§ **DATASET EXTRACT**:

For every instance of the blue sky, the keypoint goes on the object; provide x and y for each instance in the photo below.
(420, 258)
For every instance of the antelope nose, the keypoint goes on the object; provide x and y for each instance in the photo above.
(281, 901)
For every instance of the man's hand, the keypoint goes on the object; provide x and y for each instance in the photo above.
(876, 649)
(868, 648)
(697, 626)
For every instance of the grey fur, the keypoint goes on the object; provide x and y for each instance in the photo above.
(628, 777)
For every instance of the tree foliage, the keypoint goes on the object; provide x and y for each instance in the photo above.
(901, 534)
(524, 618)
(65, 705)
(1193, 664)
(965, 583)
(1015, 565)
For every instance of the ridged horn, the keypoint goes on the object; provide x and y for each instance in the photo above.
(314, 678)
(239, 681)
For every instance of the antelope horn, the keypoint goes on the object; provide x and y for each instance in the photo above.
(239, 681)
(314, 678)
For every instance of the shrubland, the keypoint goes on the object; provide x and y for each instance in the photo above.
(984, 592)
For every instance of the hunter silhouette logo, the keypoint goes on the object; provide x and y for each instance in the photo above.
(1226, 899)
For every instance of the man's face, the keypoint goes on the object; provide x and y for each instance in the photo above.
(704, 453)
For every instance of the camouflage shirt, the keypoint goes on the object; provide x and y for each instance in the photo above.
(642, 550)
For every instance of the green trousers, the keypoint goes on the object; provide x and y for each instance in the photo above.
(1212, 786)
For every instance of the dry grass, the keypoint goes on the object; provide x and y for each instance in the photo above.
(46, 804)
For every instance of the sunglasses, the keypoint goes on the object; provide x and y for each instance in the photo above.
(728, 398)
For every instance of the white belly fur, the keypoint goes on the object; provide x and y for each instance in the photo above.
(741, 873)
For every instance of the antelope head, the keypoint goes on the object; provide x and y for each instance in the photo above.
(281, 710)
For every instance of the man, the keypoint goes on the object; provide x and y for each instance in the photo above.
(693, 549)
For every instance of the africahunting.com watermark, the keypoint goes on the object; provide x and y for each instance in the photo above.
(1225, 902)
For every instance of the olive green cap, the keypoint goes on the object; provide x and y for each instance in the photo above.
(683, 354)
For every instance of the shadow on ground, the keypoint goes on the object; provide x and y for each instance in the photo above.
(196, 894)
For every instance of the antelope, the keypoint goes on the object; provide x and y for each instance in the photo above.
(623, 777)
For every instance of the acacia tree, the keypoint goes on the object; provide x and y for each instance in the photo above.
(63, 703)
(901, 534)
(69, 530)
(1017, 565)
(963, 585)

§ **EXERCISE**: Please repeat the material above, word for word and in full.

§ **WRITTEN ANSWER**:
For every instance of the blue sky, the keypoint goes on the object; provide x and y for each instance in the photo below.
(420, 258)
For every instance of the antelope nose, the keypoint goes on the object; provide x and y for each instance in the photo above.
(281, 901)
For every instance of the man's hand, the keypoint goes on the object; provide x and y for each instance in the photo above.
(876, 649)
(868, 648)
(697, 626)
For every instance of the grey fur, the keypoint goes on the object; provide x and y for each instance in the photo above.
(628, 777)
For every instance of the tree foliage, the keypoint goes on the object; provide x and y for each instance in the photo above.
(901, 534)
(524, 618)
(65, 705)
(1193, 664)
(965, 583)
(1015, 565)
For every instance of the ridged horn, the keypoint goes on the object; provide x and y for each instance in the photo above.
(314, 678)
(239, 681)
For every instance of the antelope horn, the keypoint goes on the object; provide x and y for each instance in the photo above.
(239, 681)
(314, 678)
For every instance of the shrubland, the keypoint goes on the object; provide x and y for each instance in the photo above.
(984, 592)
For every instance of the hunter silhouette logo, the keypoint goes on the object; provide x and y for each instance in the photo above.
(1226, 899)
For every instance of the man's face, the keypoint goes on the object; provide x and y for each instance in the photo above.
(704, 453)
For every instance of the camouflage shirt, the keypoint goes on the object; provide x and y for each instance in the photo above.
(642, 550)
For every instance of the green trousers, the keypoint goes on the object; provide x and y for each instance in the photo above.
(1212, 786)
For every instance of the dry grass, the keypoint goes on the object; provide x and y for each instance in the photo above.
(46, 804)
For every instance of the sunglasses, the keypoint goes on the object; provide x and y for each instance in the photo above.
(728, 398)
For every instance of the white belly fur, the keypoint goes on the object; provide x and y for each instance in the photo above.
(741, 873)
For every instance of the antelope head, the keypoint goes on the object; provide x and y for each instance in the photo above.
(281, 710)
For every instance of the man, the keypoint goes on the object; provide x and y for each instance in the photo above.
(693, 549)
For every instance of the africahunting.com watermark, the keypoint goes on the object; provide x and y for each instance in the photo above.
(1225, 902)
For every instance of the olive green cap, the keypoint goes on the object; provide x and y for each instance in the photo above.
(683, 354)
For every instance of the shadow on ground, the keypoint goes on the object; provide x and y for each instance in the photo above.
(196, 894)
For every instance of the antelope, the keypoint goes on the object; provide x and y for each instance in the photo above.
(623, 777)
For every instance of the acacia tree, the keypoint goes on the object; provide x and y for each instance in the photo above.
(63, 703)
(901, 534)
(69, 530)
(1017, 565)
(963, 585)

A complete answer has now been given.